PROVIDED MATERIAL ▸
****************************************

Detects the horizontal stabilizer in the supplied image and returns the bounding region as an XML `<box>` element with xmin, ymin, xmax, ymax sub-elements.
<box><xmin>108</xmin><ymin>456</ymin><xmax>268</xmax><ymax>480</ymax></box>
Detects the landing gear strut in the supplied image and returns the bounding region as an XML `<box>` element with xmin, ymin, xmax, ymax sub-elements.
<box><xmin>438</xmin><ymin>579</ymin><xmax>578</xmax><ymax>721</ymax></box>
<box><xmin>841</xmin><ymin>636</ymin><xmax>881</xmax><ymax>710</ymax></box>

****************************************

Format the rows above as a two-column CSV with the header instruction,box, giving one line per row with its text and its answer. Put each value in one double-quoted field and replace any line breaks with spaces.

ANSWER TO THIS TASK ▸
instruction,box
"Detects the horizontal stabilizer in the supplied image and returns the bounding region as an XML `<box>` element with xmin, ymin, xmax, ymax sub-elements.","<box><xmin>108</xmin><ymin>456</ymin><xmax>268</xmax><ymax>480</ymax></box>"
"Detects the landing gear strut in the supplied image and returns the bounding region as an XML `<box>` element with xmin, ymin, xmax, ymax sub-elements.","<box><xmin>438</xmin><ymin>579</ymin><xmax>578</xmax><ymax>721</ymax></box> <box><xmin>841</xmin><ymin>636</ymin><xmax>881</xmax><ymax>710</ymax></box>"